**Document segment**
Why the sleep-and-poll thing is slow

terminalcp, just like tmux, is fundamentally poll-based when used with LLMs. You send input, and then separately you ask for output. So an agent ends up doing this, across three separate tool calls:

terminalcp stdin myhost "systemctl status nginx" ::Enter
sleep 4    # ...how long, though? who knows
terminalcp stdout myhost

The model is essentially betting on the round-trip latency plus the command’s runtime. tmux would not help here, by the way. It has the exact same poll architecture, and it’s actually worse for this use case because it has no built-in incremental read.

The fix: a `run` action that actually waits

What I wanted was simple to state: send the input, block on the server side until the command is done, then return only that command’s new output. However, detecting when a command is done inside a “dumb” terminal is hard. There’s no $? magically available to get the output status, and there is no event that fires. Therefore, run has not one but three different modes for detecting completion:

1. Shell commands: inject an exit-code marker

For a plain shell append a stop token, as the LLM folks call it (Claude likes the word “sentinel”), that prints when the command finishes, then watch for it. terminalcp does this for you when you pass --marker:

terminalcp run myhost "systemctl is-active nginx" --marker
# active
# [exit: 0]

Under the hood it sends your command followed by ; printf '\nTCPDONE<nonce> %d\n' "$?", waits until that line shows up, strips it back out, and appends the exit code.

2. REPLs: print your own sentinel

The marker trick assumes a shell where you can append ; printf ... $?. A Rails console or psql has no such syntax.

Modern line-editing REPLs redraw the prompt on every single keystroke. So for REPLs, run matches a regex against the rendered screen and only scans the new lines. And the robust pattern is the REPL analog of the shell marker: end your command with something that prints a unique token, and match it anchored.

# Rails console: get just the result, reliably
terminalcp run rails "User.count; puts 'TCPDONE'" ::Enter --until "^TCPDONE"

# psql
terminalcp run db "SELECT count(*) FROM users; \echo TCPDONE" ::Enter --until "^TCPDONE"

Because ^TCPDONE only matches when your puts/\echo actually runs and prints at column 0, this stays correct even when the command is silent for two seconds first. The echoed input line contains TCPDONE too, but in the middle of the line, inside quotes, so the anchor helps us ignore it.

**Data listing**
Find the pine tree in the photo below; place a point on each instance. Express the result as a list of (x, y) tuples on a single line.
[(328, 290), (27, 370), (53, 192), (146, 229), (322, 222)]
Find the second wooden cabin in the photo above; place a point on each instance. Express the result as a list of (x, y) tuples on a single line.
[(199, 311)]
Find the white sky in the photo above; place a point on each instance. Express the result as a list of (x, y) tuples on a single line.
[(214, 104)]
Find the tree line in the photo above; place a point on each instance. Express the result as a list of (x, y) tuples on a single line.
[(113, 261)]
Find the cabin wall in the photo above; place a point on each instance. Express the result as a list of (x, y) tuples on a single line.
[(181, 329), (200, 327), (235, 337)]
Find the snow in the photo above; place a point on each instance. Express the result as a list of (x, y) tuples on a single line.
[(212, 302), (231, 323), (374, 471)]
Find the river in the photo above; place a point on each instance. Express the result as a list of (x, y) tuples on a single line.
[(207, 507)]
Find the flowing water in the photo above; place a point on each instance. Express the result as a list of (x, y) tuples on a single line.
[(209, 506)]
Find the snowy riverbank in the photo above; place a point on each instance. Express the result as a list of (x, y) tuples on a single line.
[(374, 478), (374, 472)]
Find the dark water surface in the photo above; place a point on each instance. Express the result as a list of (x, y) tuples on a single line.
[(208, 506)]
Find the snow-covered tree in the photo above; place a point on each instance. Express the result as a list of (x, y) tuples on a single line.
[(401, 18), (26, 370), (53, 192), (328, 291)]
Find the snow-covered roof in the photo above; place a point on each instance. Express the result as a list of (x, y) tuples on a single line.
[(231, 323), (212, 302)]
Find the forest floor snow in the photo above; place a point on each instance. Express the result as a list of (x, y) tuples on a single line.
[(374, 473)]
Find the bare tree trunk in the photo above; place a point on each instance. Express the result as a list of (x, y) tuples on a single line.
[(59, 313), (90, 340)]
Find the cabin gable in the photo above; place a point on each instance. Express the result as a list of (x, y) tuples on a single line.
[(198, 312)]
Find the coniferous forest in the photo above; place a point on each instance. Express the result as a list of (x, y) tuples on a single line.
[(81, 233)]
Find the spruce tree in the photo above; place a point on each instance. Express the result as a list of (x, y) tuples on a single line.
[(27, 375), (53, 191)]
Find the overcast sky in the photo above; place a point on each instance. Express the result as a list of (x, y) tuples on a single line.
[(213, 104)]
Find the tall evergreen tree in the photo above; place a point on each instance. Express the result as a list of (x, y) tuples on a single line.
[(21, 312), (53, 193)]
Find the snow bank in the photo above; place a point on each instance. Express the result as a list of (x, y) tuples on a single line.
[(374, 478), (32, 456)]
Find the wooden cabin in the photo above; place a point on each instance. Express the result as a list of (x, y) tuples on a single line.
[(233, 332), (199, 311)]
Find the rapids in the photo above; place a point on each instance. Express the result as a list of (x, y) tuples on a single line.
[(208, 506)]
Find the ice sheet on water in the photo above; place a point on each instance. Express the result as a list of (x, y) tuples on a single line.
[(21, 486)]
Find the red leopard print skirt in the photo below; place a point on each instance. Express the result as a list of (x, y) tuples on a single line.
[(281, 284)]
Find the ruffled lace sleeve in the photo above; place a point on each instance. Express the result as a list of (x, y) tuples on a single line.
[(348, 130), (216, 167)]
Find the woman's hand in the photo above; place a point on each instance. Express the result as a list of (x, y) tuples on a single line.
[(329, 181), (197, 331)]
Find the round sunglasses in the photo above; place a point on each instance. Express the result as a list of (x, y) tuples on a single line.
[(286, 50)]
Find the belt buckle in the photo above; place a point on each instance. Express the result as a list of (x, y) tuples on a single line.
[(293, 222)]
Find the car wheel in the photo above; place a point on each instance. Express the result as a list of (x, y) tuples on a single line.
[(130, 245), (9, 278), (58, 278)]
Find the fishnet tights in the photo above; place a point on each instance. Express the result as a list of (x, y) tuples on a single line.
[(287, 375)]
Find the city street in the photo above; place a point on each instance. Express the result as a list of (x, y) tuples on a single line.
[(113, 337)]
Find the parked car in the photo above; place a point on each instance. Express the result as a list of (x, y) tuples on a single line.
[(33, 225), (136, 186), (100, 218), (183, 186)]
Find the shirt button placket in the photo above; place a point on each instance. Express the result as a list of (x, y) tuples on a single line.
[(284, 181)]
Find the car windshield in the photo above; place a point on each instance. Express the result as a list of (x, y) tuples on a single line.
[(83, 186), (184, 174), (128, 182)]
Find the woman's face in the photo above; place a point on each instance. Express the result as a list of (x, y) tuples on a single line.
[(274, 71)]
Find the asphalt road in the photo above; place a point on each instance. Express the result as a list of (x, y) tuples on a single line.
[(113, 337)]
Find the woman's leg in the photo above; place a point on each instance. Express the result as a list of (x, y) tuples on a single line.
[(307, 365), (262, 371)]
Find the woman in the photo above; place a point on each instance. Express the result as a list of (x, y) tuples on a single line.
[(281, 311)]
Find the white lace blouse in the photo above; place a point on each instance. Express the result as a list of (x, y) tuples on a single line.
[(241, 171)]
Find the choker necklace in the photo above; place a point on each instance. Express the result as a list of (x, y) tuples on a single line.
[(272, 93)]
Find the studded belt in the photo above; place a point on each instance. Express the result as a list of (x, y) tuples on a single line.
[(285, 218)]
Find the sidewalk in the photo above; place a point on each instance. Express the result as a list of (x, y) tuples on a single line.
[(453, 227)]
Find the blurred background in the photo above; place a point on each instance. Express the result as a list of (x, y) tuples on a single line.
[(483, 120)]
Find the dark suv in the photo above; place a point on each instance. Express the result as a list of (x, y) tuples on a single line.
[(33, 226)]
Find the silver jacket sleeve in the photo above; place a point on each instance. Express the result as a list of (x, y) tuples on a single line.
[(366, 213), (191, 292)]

**Work item A**
Which command lines in the terminalcp write-up above begin with the word terminalcp? List every one.
**Work item B**
Resume the terminalcp write-up, starting right after its final sentence.

**Response A**
- terminalcp stdin myhost "systemctl status nginx" ::Enter
- terminalcp stdout myhost
- terminalcp run myhost "systemctl is-active nginx" --marker
- terminalcp run rails "User.count; puts 'TCPDONE'" ::Enter --until "^TCPDONE"
- terminalcp run db "SELECT count(*) FROM users; \echo TCPDONE" ::Enter --until "^TCPDONE"

**Response B**
3. Fallback: wait for the screen to go quiet

When you can’t print a stop token, run can fall back to idle detection: return once the rendered screen stops changing for --idle milliseconds. This is useful for entering a sub-shell or an SSH connection:

terminalcp run jump "ssh target-host" --idle 1000

Everything is limited by --timeout (default 30s). On a timeout it returns whatever it has, and leaves the command running. You can read the rest later with stdout/stream.

The performance gains

Well duh, commands now take as long as they take. I just made some tests against a real server of mine:

An instant command (hostname, whoami, a systemctl check) comes back in roughly 0.5–0.8 seconds, end to end — basically the SSH round-trip. Previously the floor was however many seconds the model decided to sleep, which in practice was 3–5 to be “safe”.
A sleep 3 && echo done returns in ~3.1 seconds, expected, huh?
A time.sleep(2) inside a Python REPL — now returns at ~2.7 seconds.

Now, in general, this is largely also a token win, because it’s one tool call instead of three (stdin, sleep, stdout), and run returns only the command’s output — the echoed input line and the sentinel are stripped — instead of the agent re-fetching the entire scrollback on every poll.

Limitations

--marker is shell-only, and you cannot use it for a command that ends the shell — exit, logout, or anything that replaces the process.
This lives in my fork for now and isn’t upstreamed. I don’t think we’ll see upstream changes merged, as Mario has probably moved on to other things.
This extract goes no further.